Supplied text:

HomeWinBuzzer NewsAI Safety Index 2024 Results: OpenAI, Google, Meta, xAI Fall Short; Anthropic...

AI Safety Index 2024 Results: OpenAI, Google, Meta, xAI Fall Short; Anthropic on Top

The 2024 AI Safety Index reveals poor safety practices at leading firms, with Anthropic earning the top score and Meta failing outright.

-

The just released AI Safety Index 2024 from the Future of Life Institute (FLI) has revealed stark shortcomings in AI safety practices across six leading companies, including Meta, OpenAI, and Google DeepMind.

The AI Safety Index ranked Anthropic highest with a “C” grade, but the rest of the companies—Meta, OpenAI, Google DeepMind, xAI, and Zhipu AI—received dismal scores, with Meta failing outright.

The findings underscore the urgent need for stronger governance and risk management in an industry racing to develop increasingly advanced AI systems.

FLI President Max Tegmark described the situation bluntly to IEEE Spectrum: “I feel that the leaders of these companies are trapped in a race to the bottom that none of them can get out of, no matter how kind-hearted they are.”

What to work on:
a. In the AI Safety Index article, condense the paragraph beginning "The AI Safety Index ranked Anthropic highest" into a short bulleted list that keeps its main facts.
b. According to the AI Safety Index article, which organization released the AI Safety Index 2024?
c. Carry the AI Safety Index article forward from the end of its last sentence.
The entries that follow have no connection to the AI Safety Index article.

Source data:

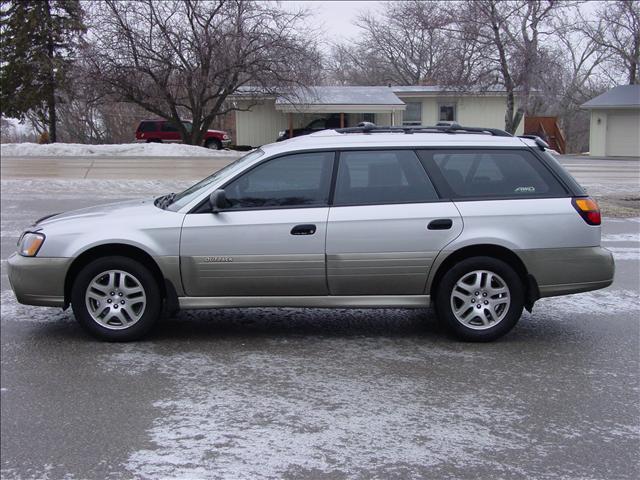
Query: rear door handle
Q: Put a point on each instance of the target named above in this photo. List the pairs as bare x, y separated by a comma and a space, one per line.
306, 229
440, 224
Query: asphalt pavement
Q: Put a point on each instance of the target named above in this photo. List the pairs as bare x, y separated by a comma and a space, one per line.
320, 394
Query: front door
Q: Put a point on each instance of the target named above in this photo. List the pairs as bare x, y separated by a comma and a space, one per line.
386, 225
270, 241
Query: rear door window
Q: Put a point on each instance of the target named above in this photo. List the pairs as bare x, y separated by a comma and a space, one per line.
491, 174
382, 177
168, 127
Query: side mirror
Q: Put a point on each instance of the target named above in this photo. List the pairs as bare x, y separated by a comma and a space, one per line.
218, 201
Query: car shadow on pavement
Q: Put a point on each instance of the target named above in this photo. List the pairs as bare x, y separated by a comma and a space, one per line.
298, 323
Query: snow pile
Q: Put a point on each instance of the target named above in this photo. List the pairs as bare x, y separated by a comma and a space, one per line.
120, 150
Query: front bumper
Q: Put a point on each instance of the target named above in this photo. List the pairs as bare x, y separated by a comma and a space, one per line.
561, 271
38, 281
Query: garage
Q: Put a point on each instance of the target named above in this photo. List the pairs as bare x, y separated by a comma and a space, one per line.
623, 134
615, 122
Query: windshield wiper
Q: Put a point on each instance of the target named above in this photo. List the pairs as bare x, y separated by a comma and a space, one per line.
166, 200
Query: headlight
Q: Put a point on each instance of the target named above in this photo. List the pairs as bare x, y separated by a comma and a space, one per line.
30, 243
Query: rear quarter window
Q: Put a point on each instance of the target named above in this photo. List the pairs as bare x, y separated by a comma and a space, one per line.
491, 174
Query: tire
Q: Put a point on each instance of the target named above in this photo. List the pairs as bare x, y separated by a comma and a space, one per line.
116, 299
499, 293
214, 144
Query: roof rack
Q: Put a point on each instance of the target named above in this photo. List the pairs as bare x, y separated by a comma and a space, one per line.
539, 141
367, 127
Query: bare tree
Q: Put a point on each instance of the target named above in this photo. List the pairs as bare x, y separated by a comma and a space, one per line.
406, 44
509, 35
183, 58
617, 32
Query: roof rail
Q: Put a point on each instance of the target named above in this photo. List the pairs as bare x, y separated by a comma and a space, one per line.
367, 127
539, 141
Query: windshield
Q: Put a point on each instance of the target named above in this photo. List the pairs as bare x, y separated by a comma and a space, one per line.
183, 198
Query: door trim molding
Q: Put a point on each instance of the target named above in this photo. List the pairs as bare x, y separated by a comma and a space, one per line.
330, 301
---
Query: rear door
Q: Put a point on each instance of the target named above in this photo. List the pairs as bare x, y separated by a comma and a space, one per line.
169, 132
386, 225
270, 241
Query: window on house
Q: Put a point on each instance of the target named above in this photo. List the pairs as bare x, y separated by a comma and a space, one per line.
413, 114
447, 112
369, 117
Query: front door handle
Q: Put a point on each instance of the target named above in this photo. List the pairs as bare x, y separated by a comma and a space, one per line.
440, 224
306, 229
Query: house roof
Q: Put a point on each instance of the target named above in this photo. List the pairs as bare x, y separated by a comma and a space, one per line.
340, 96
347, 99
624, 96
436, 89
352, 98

Numbered answers:
a.
- Anthropic ranked highest, with a "C" grade.
- Meta, OpenAI, Google DeepMind, xAI and Zhipu AI received dismal scores.
- Meta failed outright.

b. The Future of Life Institute (FLI).

c.
The FLI evaluated the companies on six categories, including risk assessment, governance, and existential safety strategies. Despite the industry’s focus on developing powerful systems, the report highlights a significant gap between technological capabilities and effective safety measures.

Anthropic Leads the Pack with a Mediocre “C”

Anthropic emerged as the best performer in the Index, although its “C” grade indicates there is still substantial room for improvement. The company’s “responsible scaling policy” stood out as a positive example.

This policy requires that all models undergo rigorous risk assessments to identify and mitigate catastrophic harms before deployment. Additionally, Anthropic has consistently achieved strong results on established safety benchmarks, earning it a “B-” in the category of addressing current harms, the highest score in that area.

Despite its relatively strong performance, Anthropic was also criticized for its lack of a comprehensive strategy to manage existential risks—an issue shared by all the companies evaluated.

Source: FutureOfLife initiative

The reviewers noted that while Anthropic, OpenAI, and Google DeepMind have articulated initial approaches to existential safety, these efforts remain preliminary and insufficient to address the scale of the challenge.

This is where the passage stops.